» WORK ORDER
The entries should each be set down again precisely.

=== PROVIDED MATERIAL ===

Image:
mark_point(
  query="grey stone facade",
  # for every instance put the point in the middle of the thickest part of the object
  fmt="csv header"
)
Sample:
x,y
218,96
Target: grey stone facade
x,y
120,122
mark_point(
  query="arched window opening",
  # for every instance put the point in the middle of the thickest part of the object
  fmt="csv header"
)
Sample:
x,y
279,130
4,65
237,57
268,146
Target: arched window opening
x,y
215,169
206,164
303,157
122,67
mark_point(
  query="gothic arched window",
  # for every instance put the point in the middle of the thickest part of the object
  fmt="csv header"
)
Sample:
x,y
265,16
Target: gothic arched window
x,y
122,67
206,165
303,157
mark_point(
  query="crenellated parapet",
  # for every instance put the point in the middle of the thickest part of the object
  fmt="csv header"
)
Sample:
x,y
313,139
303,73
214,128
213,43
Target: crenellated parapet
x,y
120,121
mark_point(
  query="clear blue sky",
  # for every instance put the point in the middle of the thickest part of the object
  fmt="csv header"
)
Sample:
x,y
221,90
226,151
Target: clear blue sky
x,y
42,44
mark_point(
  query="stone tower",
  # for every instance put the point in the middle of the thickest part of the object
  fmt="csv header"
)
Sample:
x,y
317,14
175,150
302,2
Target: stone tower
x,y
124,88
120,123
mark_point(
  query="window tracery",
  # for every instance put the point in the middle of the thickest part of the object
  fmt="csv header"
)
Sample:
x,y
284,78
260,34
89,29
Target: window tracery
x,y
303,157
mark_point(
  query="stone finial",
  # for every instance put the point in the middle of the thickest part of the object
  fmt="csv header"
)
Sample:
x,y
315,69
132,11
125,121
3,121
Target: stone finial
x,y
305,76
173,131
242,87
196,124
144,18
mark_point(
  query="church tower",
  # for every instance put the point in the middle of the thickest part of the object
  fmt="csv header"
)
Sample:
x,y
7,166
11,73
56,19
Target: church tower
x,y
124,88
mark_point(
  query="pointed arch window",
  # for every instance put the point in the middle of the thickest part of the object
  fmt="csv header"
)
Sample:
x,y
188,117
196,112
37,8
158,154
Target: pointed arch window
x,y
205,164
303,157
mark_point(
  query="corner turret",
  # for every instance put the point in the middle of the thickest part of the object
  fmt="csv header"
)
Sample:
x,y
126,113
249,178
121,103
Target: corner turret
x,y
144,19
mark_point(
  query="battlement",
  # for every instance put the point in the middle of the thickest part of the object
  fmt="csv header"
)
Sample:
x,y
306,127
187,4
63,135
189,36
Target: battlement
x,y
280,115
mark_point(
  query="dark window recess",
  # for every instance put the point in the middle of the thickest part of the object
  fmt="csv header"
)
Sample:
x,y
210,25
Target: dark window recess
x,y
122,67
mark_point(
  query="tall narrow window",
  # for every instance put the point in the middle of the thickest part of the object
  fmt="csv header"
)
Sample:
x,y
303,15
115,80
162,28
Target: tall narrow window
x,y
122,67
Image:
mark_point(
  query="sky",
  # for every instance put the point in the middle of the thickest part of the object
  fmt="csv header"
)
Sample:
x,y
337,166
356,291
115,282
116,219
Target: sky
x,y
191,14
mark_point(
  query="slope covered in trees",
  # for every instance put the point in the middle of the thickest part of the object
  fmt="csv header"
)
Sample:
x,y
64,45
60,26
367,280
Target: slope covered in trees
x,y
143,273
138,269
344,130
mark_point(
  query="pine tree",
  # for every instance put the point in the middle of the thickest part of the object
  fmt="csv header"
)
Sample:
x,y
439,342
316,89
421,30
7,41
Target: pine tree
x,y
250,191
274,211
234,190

===

» YOUR RESPONSE
Image:
mark_point(
  query="grey stone facade",
  # for every instance put the point in the middle of the thickest part of the object
  fmt="csv header"
)
Sample:
x,y
218,96
Target: grey stone facade
x,y
120,122
mark_point(
  query="arched window opening",
  # for every instance put the point in the middle of the thickest part of the object
  fmt="csv header"
)
Sample:
x,y
279,130
4,65
237,57
268,146
Target: arched window opening
x,y
215,169
206,164
303,157
122,67
mark_point(
  query="gothic arched window",
  # for every instance put the point in the middle of the thickest part of the object
  fmt="csv header"
)
Sample:
x,y
265,16
Target: gothic arched window
x,y
122,67
206,165
303,157
mark_point(
  query="crenellated parapet",
  # for every instance put the point in the middle of the thickest part of the object
  fmt="csv header"
)
Sample:
x,y
313,139
303,73
214,128
213,43
Target: crenellated parapet
x,y
120,121
mark_point(
  query="clear blue sky",
  # for every instance put the point in the middle of the thickest part of the object
  fmt="csv header"
)
Sample:
x,y
221,90
226,151
Target: clear blue sky
x,y
42,44
mark_point(
  query="stone tower",
  # for every instance put the point in the middle of the thickest part of the object
  fmt="csv header"
)
Sample:
x,y
317,14
175,150
302,2
Target: stone tower
x,y
124,88
120,123
mark_point(
  query="window tracery",
  # for every instance put the point in the middle of the thickest part of the object
  fmt="csv header"
)
Sample:
x,y
284,78
260,34
89,29
Target: window tracery
x,y
303,157
mark_point(
  query="stone finial",
  # for every instance put the point in the middle of the thickest part of the object
  fmt="csv header"
)
Sample:
x,y
315,69
132,11
125,121
3,121
Target: stone finial
x,y
305,76
173,131
242,87
196,124
144,18
mark_point(
  query="church tower",
  # for every instance put the point in the middle of the thickest part of the object
  fmt="csv header"
)
Sample:
x,y
7,166
11,73
56,19
Target: church tower
x,y
124,88
mark_point(
  query="pointed arch window",
  # for every instance put the point in the middle of the thickest part of the object
  fmt="csv header"
)
Sample:
x,y
188,117
196,112
37,8
158,154
Target: pointed arch window
x,y
205,164
303,157
mark_point(
  query="corner turret",
  # for every instance put the point in the middle of the thickest part of the object
  fmt="csv header"
)
Sample:
x,y
126,113
249,178
121,103
Target: corner turret
x,y
144,19
mark_point(
  query="battlement",
  # for every instance put the point in the middle of the thickest part of the object
  fmt="csv header"
)
Sample:
x,y
306,127
187,4
63,135
189,36
Target: battlement
x,y
280,115
mark_point(
  query="dark window recess",
  # for every instance put the point in the middle of the thickest part of the object
  fmt="csv header"
)
Sample:
x,y
210,25
Target: dark window recess
x,y
122,67
mark_point(
  query="tall narrow window",
  # for every instance put the point in the middle of the thickest part of the object
  fmt="csv header"
)
Sample:
x,y
303,15
115,80
162,28
Target: tall narrow window
x,y
122,67
Image:
mark_point(
  query="sky",
  # for every instance put the point in the middle of the thickest part of the object
  fmt="csv header"
)
Sample:
x,y
337,166
356,291
115,282
116,219
Target: sky
x,y
191,14
mark_point(
  query="slope covered in trees",
  # for every instance put the point in the middle of the thickest part of the object
  fmt="csv header"
)
Sample:
x,y
64,45
60,26
367,280
Target: slope covered in trees
x,y
143,273
138,269
344,130
mark_point(
  query="pine tree",
  # for every instance put the point in the middle of the thickest part of the object
  fmt="csv header"
)
Sample:
x,y
439,342
316,89
421,30
7,41
Target: pine tree
x,y
250,191
274,211
234,190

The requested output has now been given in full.